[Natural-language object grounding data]
● ● ●
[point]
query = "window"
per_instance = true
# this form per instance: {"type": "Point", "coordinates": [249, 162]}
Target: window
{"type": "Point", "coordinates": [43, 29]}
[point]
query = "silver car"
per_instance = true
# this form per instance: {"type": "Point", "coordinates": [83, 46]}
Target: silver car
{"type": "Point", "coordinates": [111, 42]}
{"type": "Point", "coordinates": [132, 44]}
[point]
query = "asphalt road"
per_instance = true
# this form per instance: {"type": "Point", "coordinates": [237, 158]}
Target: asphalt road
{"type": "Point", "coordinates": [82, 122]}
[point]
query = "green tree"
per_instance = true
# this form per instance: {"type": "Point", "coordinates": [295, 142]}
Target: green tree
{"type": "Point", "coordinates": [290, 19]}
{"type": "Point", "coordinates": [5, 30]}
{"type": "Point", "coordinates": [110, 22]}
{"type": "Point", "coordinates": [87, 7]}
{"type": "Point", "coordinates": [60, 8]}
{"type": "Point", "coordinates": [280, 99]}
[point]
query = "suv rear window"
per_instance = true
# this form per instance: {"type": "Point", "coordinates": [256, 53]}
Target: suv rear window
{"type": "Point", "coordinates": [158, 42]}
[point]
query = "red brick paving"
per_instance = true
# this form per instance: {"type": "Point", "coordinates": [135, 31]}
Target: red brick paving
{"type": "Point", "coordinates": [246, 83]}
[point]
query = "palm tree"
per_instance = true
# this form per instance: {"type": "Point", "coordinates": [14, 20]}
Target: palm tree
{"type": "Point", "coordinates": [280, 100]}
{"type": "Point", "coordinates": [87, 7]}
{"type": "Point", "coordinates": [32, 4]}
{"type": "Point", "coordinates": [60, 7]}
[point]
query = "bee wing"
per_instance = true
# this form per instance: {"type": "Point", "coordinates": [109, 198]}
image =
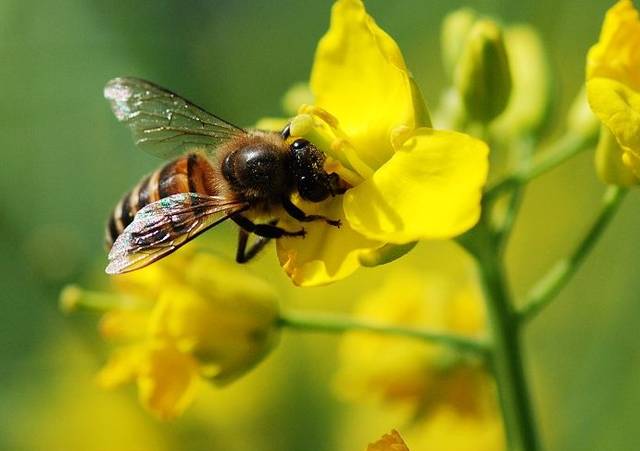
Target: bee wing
{"type": "Point", "coordinates": [163, 123]}
{"type": "Point", "coordinates": [163, 226]}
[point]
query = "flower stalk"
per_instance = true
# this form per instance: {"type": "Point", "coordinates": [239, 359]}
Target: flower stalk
{"type": "Point", "coordinates": [334, 323]}
{"type": "Point", "coordinates": [506, 349]}
{"type": "Point", "coordinates": [565, 148]}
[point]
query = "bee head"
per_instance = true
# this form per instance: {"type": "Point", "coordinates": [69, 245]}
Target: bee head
{"type": "Point", "coordinates": [312, 182]}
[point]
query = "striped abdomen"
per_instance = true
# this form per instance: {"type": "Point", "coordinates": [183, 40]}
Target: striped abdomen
{"type": "Point", "coordinates": [190, 173]}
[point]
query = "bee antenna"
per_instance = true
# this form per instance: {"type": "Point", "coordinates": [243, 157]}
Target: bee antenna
{"type": "Point", "coordinates": [286, 131]}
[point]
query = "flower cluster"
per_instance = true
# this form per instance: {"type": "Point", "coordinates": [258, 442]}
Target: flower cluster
{"type": "Point", "coordinates": [188, 317]}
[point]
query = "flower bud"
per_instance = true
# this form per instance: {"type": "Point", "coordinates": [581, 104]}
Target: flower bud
{"type": "Point", "coordinates": [529, 104]}
{"type": "Point", "coordinates": [455, 30]}
{"type": "Point", "coordinates": [610, 166]}
{"type": "Point", "coordinates": [482, 75]}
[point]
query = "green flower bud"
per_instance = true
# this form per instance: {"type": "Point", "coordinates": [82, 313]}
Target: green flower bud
{"type": "Point", "coordinates": [581, 119]}
{"type": "Point", "coordinates": [529, 105]}
{"type": "Point", "coordinates": [482, 75]}
{"type": "Point", "coordinates": [455, 30]}
{"type": "Point", "coordinates": [608, 159]}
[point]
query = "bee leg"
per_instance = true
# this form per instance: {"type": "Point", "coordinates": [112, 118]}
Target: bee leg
{"type": "Point", "coordinates": [243, 255]}
{"type": "Point", "coordinates": [264, 230]}
{"type": "Point", "coordinates": [301, 216]}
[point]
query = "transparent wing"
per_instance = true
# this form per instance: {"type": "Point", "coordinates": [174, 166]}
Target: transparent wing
{"type": "Point", "coordinates": [163, 226]}
{"type": "Point", "coordinates": [163, 123]}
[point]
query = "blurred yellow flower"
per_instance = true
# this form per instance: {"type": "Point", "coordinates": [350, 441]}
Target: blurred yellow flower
{"type": "Point", "coordinates": [613, 80]}
{"type": "Point", "coordinates": [389, 442]}
{"type": "Point", "coordinates": [451, 397]}
{"type": "Point", "coordinates": [407, 182]}
{"type": "Point", "coordinates": [190, 316]}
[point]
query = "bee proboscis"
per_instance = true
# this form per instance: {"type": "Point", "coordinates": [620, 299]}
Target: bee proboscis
{"type": "Point", "coordinates": [217, 171]}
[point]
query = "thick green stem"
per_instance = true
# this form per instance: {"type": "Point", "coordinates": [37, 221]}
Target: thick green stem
{"type": "Point", "coordinates": [548, 287]}
{"type": "Point", "coordinates": [506, 347]}
{"type": "Point", "coordinates": [324, 322]}
{"type": "Point", "coordinates": [507, 361]}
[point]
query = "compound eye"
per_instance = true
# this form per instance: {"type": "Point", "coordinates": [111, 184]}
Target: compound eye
{"type": "Point", "coordinates": [299, 144]}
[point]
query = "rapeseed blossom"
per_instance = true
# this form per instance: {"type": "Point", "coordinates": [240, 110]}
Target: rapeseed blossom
{"type": "Point", "coordinates": [184, 319]}
{"type": "Point", "coordinates": [613, 90]}
{"type": "Point", "coordinates": [407, 181]}
{"type": "Point", "coordinates": [450, 397]}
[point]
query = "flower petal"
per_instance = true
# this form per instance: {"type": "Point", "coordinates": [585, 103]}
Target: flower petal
{"type": "Point", "coordinates": [430, 188]}
{"type": "Point", "coordinates": [166, 380]}
{"type": "Point", "coordinates": [618, 107]}
{"type": "Point", "coordinates": [360, 77]}
{"type": "Point", "coordinates": [617, 53]}
{"type": "Point", "coordinates": [327, 253]}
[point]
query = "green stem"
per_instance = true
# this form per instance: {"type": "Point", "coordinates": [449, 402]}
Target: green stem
{"type": "Point", "coordinates": [330, 323]}
{"type": "Point", "coordinates": [548, 287]}
{"type": "Point", "coordinates": [562, 150]}
{"type": "Point", "coordinates": [506, 355]}
{"type": "Point", "coordinates": [523, 154]}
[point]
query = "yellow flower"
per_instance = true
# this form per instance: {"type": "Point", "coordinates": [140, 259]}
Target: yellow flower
{"type": "Point", "coordinates": [613, 79]}
{"type": "Point", "coordinates": [450, 398]}
{"type": "Point", "coordinates": [407, 182]}
{"type": "Point", "coordinates": [405, 370]}
{"type": "Point", "coordinates": [185, 318]}
{"type": "Point", "coordinates": [389, 442]}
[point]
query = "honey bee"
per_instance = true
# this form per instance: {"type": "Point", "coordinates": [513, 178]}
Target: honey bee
{"type": "Point", "coordinates": [218, 171]}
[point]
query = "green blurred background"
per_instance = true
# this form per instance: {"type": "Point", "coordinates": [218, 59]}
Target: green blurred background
{"type": "Point", "coordinates": [65, 161]}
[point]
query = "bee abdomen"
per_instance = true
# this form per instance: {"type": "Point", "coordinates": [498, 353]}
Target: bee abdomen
{"type": "Point", "coordinates": [189, 173]}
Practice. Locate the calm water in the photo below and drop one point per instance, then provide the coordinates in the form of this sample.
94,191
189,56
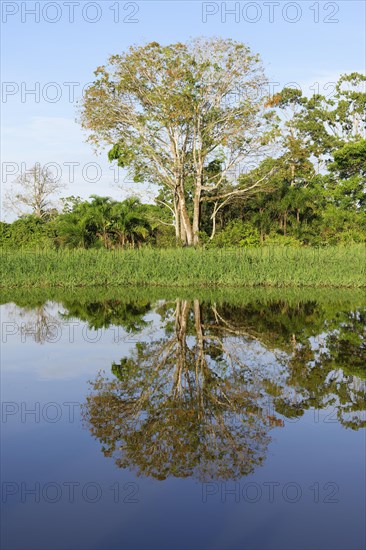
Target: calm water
165,419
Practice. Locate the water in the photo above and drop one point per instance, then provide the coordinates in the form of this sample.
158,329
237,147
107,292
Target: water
182,420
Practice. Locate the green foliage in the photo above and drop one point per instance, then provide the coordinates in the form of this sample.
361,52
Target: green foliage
266,266
237,233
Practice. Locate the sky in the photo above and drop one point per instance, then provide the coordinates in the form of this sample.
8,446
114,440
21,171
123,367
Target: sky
50,49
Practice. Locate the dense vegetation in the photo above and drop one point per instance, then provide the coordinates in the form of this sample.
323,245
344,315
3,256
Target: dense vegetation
231,168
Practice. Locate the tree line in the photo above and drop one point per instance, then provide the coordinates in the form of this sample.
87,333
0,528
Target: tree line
231,165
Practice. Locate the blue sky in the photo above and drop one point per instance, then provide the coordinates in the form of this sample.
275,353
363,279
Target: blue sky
307,42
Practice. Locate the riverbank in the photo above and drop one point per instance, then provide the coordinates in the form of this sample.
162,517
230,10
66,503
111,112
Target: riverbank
281,267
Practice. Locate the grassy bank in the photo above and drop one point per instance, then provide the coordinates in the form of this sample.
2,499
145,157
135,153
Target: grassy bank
273,267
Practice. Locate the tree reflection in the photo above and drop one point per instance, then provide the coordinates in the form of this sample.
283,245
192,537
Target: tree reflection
201,399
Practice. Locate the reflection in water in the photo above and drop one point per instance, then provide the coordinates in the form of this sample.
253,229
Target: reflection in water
200,401
201,397
182,405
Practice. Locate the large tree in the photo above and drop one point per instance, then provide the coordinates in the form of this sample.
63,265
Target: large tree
184,117
33,192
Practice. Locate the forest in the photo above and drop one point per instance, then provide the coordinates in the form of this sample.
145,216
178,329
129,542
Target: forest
232,166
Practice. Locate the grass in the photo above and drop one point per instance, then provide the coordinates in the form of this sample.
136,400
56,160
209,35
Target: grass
338,267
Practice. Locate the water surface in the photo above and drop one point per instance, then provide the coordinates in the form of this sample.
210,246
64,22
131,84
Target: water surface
167,419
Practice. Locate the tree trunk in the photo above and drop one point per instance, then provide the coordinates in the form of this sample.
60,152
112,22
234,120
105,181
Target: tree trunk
185,219
196,214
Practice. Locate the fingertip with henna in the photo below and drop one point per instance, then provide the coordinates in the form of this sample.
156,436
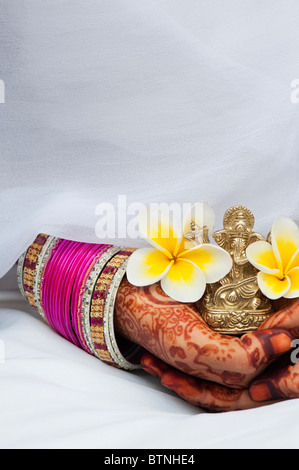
● ● ●
What needs to be done:
Copy from the entries only those lines that hold the word "below".

The completed task:
Practice. Locate the calm water in the photo below and drop one point per instance, then provide the coordinates in the form of this sample.
Practice. Locate the fingertip with henna in the photo below and drop one point per instance, then provide the coordinates in the form of this sample.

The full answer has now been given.